[Point-based annotation data]
----------

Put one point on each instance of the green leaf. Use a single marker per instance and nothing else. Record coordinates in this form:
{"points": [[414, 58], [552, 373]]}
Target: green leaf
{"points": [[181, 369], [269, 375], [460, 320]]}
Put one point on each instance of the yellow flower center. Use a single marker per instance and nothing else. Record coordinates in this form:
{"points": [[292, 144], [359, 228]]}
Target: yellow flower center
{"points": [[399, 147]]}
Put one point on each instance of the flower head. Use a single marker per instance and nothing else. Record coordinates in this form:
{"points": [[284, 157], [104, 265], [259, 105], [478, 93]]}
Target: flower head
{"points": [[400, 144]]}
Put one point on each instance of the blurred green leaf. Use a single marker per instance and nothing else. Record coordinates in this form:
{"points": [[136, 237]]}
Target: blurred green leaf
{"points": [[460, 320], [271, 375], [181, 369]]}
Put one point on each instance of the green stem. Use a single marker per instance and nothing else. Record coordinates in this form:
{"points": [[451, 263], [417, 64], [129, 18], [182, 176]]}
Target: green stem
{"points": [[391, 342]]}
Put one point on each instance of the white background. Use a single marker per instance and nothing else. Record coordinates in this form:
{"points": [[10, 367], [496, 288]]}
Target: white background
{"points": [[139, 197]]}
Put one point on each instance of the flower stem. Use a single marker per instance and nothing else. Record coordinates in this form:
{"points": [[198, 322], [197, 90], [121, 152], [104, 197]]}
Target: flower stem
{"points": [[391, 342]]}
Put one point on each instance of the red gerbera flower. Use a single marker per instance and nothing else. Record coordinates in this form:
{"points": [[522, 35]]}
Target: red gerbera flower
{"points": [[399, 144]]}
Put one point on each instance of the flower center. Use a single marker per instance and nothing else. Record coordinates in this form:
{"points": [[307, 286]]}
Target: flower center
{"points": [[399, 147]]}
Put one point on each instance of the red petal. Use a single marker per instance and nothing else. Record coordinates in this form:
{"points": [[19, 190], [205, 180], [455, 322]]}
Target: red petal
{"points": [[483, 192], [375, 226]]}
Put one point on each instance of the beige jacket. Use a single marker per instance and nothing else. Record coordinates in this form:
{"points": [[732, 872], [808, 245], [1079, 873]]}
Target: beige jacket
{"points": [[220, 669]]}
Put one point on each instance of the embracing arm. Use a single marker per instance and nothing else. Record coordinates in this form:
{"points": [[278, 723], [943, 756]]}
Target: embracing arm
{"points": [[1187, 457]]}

----------

SET TASK.
Rename each "Target" to "Label" throughout all the items above and copy them again with nothing else changed.

FINISHED EXERCISE.
Put one point on each instance of the green leaf. Use a single marker per instance and nothing else. Record coordinates in this form:
{"points": [[414, 58], [552, 373]]}
Label: green leaf
{"points": [[181, 369], [269, 375], [460, 320]]}
Put one point on each instance of the yellow flower center. Use a single marker per instance and nothing else. Record coordinates in this form:
{"points": [[292, 144], [359, 228]]}
Label: yellow flower center
{"points": [[399, 147]]}
Put one point on each instance of the flower head. Use a single marker per instance and nothing else. Record coordinates in this form:
{"points": [[284, 157], [104, 265], [259, 105], [478, 93]]}
Label: flower head
{"points": [[400, 144]]}
Put one point on each instance of the blurred green leaf. Use a single marker per instance and nothing else. Record coordinates in this form:
{"points": [[136, 237]]}
Label: blurred green leaf
{"points": [[460, 320], [271, 375], [181, 369]]}
Put one point on each instance of the green stem. Use a single marker per instance and nothing else. Record coordinates in this form:
{"points": [[451, 263], [417, 64], [129, 18], [182, 176]]}
Label: green stem
{"points": [[391, 342]]}
Put one point on each instance of the white background. Use a single marker per instance and nothing else. Record coordinates in this form:
{"points": [[10, 367], [496, 288]]}
Label: white background
{"points": [[139, 197]]}
Put one point on each instance of the flower stem. Use a single marker per instance and nothing else. Record coordinates in this form:
{"points": [[198, 322], [197, 90], [121, 152], [104, 197]]}
Label: flower stem
{"points": [[391, 342]]}
Put one point on each instance of the red gerbera flower. Use a single marker per instance and nothing else. Record coordinates in this form:
{"points": [[522, 35]]}
Label: red gerbera flower
{"points": [[399, 144]]}
Put one point on each instance of the flower center. Use a single marker per instance and nothing else. Record coordinates in this form:
{"points": [[307, 286]]}
Label: flower center
{"points": [[399, 147]]}
Put one point on each instance of the red petal. Use a single marker per instance and nothing else. Record coordinates in this form:
{"points": [[19, 190], [205, 180], [455, 322]]}
Label: red petal
{"points": [[483, 192], [375, 226]]}
Put one point on each instance of the beige jacket. Use a single marker per instance and nothing else. Record coordinates in this form:
{"points": [[732, 872], [808, 245], [1079, 873]]}
Label: beige jacket
{"points": [[220, 669]]}
Put one point on each instance of the embracing arm. Use a single marker per instance and nothing else. Record coordinates in this form:
{"points": [[278, 723], [943, 756]]}
Label: embracing arm
{"points": [[1187, 457]]}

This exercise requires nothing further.